▶ [EXERCISE BRIEF] Print the lines below word for word, from the line that contains "Draw the outline of every instance of the <item>framed" through the final line, both included.

▶ [ENTRIES SHOWN]
::::

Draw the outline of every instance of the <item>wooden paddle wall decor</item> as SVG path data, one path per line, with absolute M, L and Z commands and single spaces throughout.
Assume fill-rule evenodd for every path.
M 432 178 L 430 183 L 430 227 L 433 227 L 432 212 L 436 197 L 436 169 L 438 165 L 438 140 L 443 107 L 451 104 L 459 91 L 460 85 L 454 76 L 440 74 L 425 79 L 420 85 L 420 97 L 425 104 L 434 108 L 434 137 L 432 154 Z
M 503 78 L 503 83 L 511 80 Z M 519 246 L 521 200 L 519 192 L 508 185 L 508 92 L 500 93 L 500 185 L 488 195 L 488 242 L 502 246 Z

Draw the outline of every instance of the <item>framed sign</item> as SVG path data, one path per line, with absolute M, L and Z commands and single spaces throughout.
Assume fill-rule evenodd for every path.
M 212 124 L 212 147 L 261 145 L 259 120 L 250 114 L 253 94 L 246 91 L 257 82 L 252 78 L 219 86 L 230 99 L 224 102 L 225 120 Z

::::

▶ [SOLUTION TO THIS PROBLEM]
Draw the outline of every instance of the <item>framed sign</item> as SVG path data, one path per line, with absolute M, L and Z commands and single spaces throughout.
Assume fill-rule evenodd for every path.
M 212 124 L 212 147 L 261 145 L 259 120 L 250 114 L 253 94 L 246 91 L 257 82 L 252 78 L 219 86 L 230 99 L 224 102 L 225 120 Z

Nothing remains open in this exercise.